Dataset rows
──────────

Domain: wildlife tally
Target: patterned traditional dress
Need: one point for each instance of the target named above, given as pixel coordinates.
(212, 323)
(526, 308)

──────────

**Exercise brief**
Please copy these records again, substituting "Category" for "Domain" and leaving all other text unchanged.

**Task response**
Category: wildlife tally
Target: patterned traditional dress
Need: one point for each instance of the target named above, given as pixel coordinates.
(212, 323)
(526, 308)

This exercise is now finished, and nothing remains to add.